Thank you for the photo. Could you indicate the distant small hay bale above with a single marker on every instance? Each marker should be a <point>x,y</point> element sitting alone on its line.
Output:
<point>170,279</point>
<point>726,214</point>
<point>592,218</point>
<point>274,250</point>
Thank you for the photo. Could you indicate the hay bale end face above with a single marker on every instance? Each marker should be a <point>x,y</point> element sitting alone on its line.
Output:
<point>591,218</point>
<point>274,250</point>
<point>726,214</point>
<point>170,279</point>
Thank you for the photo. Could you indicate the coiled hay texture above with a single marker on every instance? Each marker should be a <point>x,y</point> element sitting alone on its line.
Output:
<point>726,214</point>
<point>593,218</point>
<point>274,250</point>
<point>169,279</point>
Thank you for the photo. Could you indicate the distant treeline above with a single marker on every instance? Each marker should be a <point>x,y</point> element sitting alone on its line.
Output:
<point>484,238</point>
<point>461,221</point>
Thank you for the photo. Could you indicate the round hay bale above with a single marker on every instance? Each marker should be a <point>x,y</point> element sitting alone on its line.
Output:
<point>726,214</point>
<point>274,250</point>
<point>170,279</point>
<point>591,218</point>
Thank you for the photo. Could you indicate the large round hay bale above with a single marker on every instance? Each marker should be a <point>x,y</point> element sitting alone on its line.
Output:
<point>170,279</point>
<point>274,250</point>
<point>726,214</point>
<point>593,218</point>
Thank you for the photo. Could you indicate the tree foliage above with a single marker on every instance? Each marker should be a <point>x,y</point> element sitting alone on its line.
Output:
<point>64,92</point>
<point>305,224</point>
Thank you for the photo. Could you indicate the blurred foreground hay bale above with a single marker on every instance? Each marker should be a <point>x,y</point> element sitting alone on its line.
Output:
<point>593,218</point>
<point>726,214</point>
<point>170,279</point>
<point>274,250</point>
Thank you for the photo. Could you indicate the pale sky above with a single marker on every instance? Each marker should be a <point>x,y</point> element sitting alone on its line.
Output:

-----

*What you are asked to do*. Rescale the records from their first line through the line containing "<point>461,221</point>", inclusive, and write out every line in that range again, requests included. Multiply each coordinate in the answer points by 0.35 and round to the nearest whole number, rounding halves up; leave the requests and their format samples unchanged.

*Task answer*.
Thank you for the photo. Could you indicate the distant small hay bale above with a single marker on every instance? Each marker should be a <point>x,y</point> element sitting alone on its line.
Output:
<point>60,98</point>
<point>254,75</point>
<point>207,76</point>
<point>96,88</point>
Thank you for the photo. Could you indicate the hay bale end face above with a single marker on every instance? Each marker should be a <point>x,y</point> element sitting alone on its line.
Output:
<point>207,76</point>
<point>96,88</point>
<point>254,75</point>
<point>60,98</point>
Thank you for the photo. Could you indicate the coiled hay texture above with a single marker on every instance? Each marker should be a <point>x,y</point> element sitting alone on its line.
Output:
<point>254,75</point>
<point>208,76</point>
<point>96,88</point>
<point>59,98</point>
Thank you for the photo. Could you indicate the distant treeline above with a single marker on every instance? Each marker should be a <point>x,y</point> element sitting alone on its line.
Output:
<point>169,83</point>
<point>161,77</point>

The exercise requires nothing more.